§ EXCERPT:
○ ○ ○ ○ ○ ○ ○

At some point I had the idea that both the rows and the specifications share the same container. Then you can enforce the same length on the type level. For example, for a fixed width table you can use a vector type that encodes the length with Peano numbers. But in the end the time investment was not worth it for me. However, introducing a tree-like structure probably makes this a little bit more complex. I guess you could encode the length of a tree in its type as well and then provide a type class that converts to the dynamic representation. See also #13 which is somewhat related. But I think we can ignore this.

Agreed. I think this falls into ‘maybe useful, but not necessary and will slow us down’.

Xitian9 commented 2 years ago

This may be what you already had in mind, but how about this?

(Names chosen for clarity of example, not because they're best)

data TopBottom a = TopBorder | BottomBorder | MiddleTB a
    deriving (Functor)

data LeftRight a = LeftBorder | RightBorder | MiddleLR a
    deriving (Functor)

data TableStyle a = TableStyle
   { horizontal   :: TopBottom a -> String
   , vertical     :: LeftRight a -> String
   , intersection :: TopBottom a -> LeftRight a -> String
   }

instance Contravariant (TableStyle a) where
    contramap f (TableStyle h v i) = TableStyle (h . fmap f) (v . fmap f) (\a b -> i (fmap f a) (fmap f b))

○ ○ ○ ○ ○ ○ ○

§ AIM:
Please reproduce the table-style thread above in full, word for word.

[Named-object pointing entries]
○ ○ ○ ○ ○ ○ ○

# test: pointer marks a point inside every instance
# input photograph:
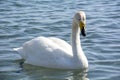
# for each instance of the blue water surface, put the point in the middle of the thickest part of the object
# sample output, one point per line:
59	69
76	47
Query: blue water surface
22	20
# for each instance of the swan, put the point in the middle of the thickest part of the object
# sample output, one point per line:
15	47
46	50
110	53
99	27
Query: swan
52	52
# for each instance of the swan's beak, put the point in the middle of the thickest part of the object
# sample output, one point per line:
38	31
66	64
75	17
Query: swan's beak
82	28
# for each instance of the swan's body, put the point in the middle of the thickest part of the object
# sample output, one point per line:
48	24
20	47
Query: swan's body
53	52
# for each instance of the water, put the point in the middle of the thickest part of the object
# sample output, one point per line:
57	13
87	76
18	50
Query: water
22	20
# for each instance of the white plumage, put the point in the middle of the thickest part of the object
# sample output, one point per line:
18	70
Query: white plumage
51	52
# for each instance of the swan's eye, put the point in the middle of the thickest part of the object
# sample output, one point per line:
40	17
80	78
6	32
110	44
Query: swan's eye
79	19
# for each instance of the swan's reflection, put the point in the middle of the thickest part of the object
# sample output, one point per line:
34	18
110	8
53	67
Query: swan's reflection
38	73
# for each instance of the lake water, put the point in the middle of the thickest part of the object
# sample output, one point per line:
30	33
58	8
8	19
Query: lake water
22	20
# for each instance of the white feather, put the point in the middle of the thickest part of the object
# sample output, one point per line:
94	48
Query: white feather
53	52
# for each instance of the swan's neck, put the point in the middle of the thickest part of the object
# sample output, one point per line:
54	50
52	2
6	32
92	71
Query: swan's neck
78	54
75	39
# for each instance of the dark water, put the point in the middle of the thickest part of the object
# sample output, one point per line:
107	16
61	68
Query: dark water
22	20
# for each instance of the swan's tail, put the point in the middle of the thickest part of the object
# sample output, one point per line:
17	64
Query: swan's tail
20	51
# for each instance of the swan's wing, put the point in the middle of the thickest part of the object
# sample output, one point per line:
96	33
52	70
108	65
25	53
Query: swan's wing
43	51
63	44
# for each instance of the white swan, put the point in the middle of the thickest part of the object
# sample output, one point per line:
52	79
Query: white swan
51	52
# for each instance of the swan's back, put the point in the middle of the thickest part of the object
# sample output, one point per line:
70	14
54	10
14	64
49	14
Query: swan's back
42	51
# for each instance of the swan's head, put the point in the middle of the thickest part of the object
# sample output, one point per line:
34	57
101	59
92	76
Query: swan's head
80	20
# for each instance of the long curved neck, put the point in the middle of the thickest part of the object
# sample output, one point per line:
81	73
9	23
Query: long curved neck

○ ○ ○ ○ ○ ○ ○

§ WRITTEN ANSWER:
At some point I had the idea that both the rows and the specifications share the same container. Then you can enforce the same length on the type level. For example, for a fixed width table you can use a vector type that encodes the length with Peano numbers. But in the end the time investment was not worth it for me. However, introducing a tree-like structure probably makes this a little bit more complex. I guess you could encode the length of a tree in its type as well and then provide a type class that converts to the dynamic representation. See also #13 which is somewhat related. But I think we can ignore this.

Agreed. I think this falls into ‘maybe useful, but not necessary and will slow us down’.

Xitian9 commented 2 years ago

This may be what you already had in mind, but how about this?

(Names chosen for clarity of example, not because they're best)

data TopBottom a = TopBorder | BottomBorder | MiddleTB a
    deriving (Functor)

data LeftRight a = LeftBorder | RightBorder | MiddleLR a
    deriving (Functor)

data TableStyle a = TableStyle
   { horizontal   :: TopBottom a -> String
   , vertical     :: LeftRight a -> String
   , intersection :: TopBottom a -> LeftRight a -> String
   }

instance Contravariant (TableStyle a) where
    contramap f (TableStyle h v i) = TableStyle (h . fmap f) (v . fmap f) (\a b -> i (fmap f a) (fmap f b))